THINGS TO DO:
a) Repeat the lock-level claims word for word, from "7. The method" to "controlled space humidity.".
b) Using the lock-level claims, mark each statement yes or no, and back each answer by quoting the deciding words: (i) only one lock level can be active at a time; (ii) the control unit is reconfigured with a different lock level only when a security sequence is entered; (iii) under claim 4, a feature of the first set can be accessed only after a security code is entered.
c) Resume the lock-level claims after their final claim and write the next ones in the same style.

PROVIDED TEXT:
1. A method for restricting access to a control unit in an environmental system, comprising
identifying a selected lock level from a plurality of supported lock levels;
configuring the control unit with the selected lock level, wherein only one lock level is activated at a time instance;
when the selected lock level equals a first lock level, enabling a first set of features; and
when the selected lock level equals a second lock level, enabling a second set of features.
2. The method of claim 1, the method further comprising:
when the selected lock level equals the first lock level, restricting a feature parameter within a first value; and
when the selected lock level equals the second lock level, restricting the feature parameter within a second value.
3. The method of claim 1, further comprising:
reconfiguring the control unit with the different lock level only when a security sequence is entered.
4. The method of claim 1, further comprising:
accessing one of the first set of features when the selected lock level equals the first lock level without entering a security code.
5. The method of claim 4, further comprising:
accessing one of the second set of features when the selected lock level equals the second lock level.
6. The method of claim 1, further comprising:
programming the first set of features to include at least one feature.
7. The method of claim 1, further comprising:
restricting an entered control parameter when the selected lock level equals the first lock level.
8. The method of claim 1, further comprising:
configuring another control unit in the environmental system with a different lock level.
9. The method of claim 1, wherein at least one feature of the first set of features affects a controlled space temperature.
10. The method of claim 1, wherein at least one feature of the first set of features affects a controlled space humidity.
11. The method of claim 1, wherein at least one feature of the first set of features affects a controlled space air quality.

RECORD LIST:
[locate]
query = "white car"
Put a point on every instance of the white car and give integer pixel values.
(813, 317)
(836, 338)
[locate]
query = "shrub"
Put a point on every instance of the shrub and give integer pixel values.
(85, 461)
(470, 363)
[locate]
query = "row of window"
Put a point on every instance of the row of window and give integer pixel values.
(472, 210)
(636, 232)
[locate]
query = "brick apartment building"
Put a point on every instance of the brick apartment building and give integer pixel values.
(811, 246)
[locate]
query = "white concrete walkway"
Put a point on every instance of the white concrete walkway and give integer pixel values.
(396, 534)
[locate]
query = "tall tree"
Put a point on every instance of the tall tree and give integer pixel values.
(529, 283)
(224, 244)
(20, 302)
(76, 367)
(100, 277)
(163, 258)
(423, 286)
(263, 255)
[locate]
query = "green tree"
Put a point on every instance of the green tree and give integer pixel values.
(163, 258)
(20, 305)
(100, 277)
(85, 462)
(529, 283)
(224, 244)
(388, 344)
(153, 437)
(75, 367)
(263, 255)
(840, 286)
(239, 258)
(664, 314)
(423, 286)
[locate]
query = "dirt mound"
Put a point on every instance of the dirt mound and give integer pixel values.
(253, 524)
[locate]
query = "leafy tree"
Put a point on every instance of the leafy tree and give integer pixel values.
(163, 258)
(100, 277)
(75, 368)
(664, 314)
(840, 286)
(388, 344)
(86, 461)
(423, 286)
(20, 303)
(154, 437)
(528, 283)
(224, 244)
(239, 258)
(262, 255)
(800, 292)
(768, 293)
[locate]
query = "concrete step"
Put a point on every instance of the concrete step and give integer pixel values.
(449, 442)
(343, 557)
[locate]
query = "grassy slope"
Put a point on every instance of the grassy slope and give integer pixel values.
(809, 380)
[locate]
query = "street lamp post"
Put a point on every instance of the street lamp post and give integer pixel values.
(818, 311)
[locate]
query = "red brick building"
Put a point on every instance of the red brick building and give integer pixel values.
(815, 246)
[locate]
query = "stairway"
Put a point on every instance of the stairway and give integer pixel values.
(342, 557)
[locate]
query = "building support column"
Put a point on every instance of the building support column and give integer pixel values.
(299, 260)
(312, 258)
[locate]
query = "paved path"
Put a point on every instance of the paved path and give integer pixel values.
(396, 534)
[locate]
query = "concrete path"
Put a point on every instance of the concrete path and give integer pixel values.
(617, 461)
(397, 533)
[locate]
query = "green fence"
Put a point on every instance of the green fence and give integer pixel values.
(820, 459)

ANSWERS BY TASK:
a)
7. The method of claim 1, further comprising:
restricting an entered control parameter when the selected lock level equals the first lock level.
8. The method of claim 1, further comprising:
configuring another control unit in the environmental system with a different lock level.
9. The method of claim 1, wherein at least one feature of the first set of features affects a controlled space temperature.
10. The method of claim 1, wherein at least one feature of the first set of features affects a controlled space humidity.

b)
(i) Yes: "only one lock level is activated at a time instance"
(ii) Yes: "reconfiguring the control unit with the different lock level only when a security sequence is entered"
(iii) No: "accessing one of the first set of features when the selected lock level equals the first lock level without entering a security code"

c)
12. A method for restricting access to a control unit in an environmental system, comprising:
mapping a feature to a set of features when the control unit is operating in a locked state, the set of features being a subset of all supported features; and
accessing one of the set of features without entering a security sequence.
13. The method of claim 12, further comprising:
accessing any of all said supported features when the control unit is operating in an unlocked state.
14. The method of claim 12, further comprising:
modifying the set of features only if the security sequence is entered.
15. The method of claim 13, further comprising:
reconfiguring an operating state of the control unit only when the security sequence is entered.
16. An apparatus for controlling an environmental system comprising:
a control interface;
an input module;
a processor configured to perform:
identifying a selected lock level from a plurality of supported lock levels;
configuring the control unit with the selected lock level, wherein only one lock level is activated at a time instance and wherein a set of features is mapped to the selected lock level;
obtaining at least one keystroke from the input module;
determining a feature associated with the at least one keystroke; and
instructing the environmental system to operate in accordance with a feature only when the feature is mapped to the feature.
17. The apparatus of claim 16, the processor further configured to perform:
when the selected lock level equals the first lock level, restricting a feature parameter within a first value; and
when the selected lock level equals the second lock level, restricting the feature parameter within a second value.
18. The apparatus of claim 16, the processor further configured to perform:
identifying a different lock level; and
reconfiguring the control unit with the different lock level only when a security sequence is entered.
19. The apparatus of claim 17, the processor further configured to perform:
accessing one of the first set of features when the selected lock level equals the first lock level without entering a security code.
20. The apparatus of claim 16, the processor further configured to perform:
programming the set of features to include at least one feature.
US11/865,938 2007-10-02 2007-10-02 Adjustable feature access for a controlled environmental system Active 2032-04-13 US8701210B2 (en)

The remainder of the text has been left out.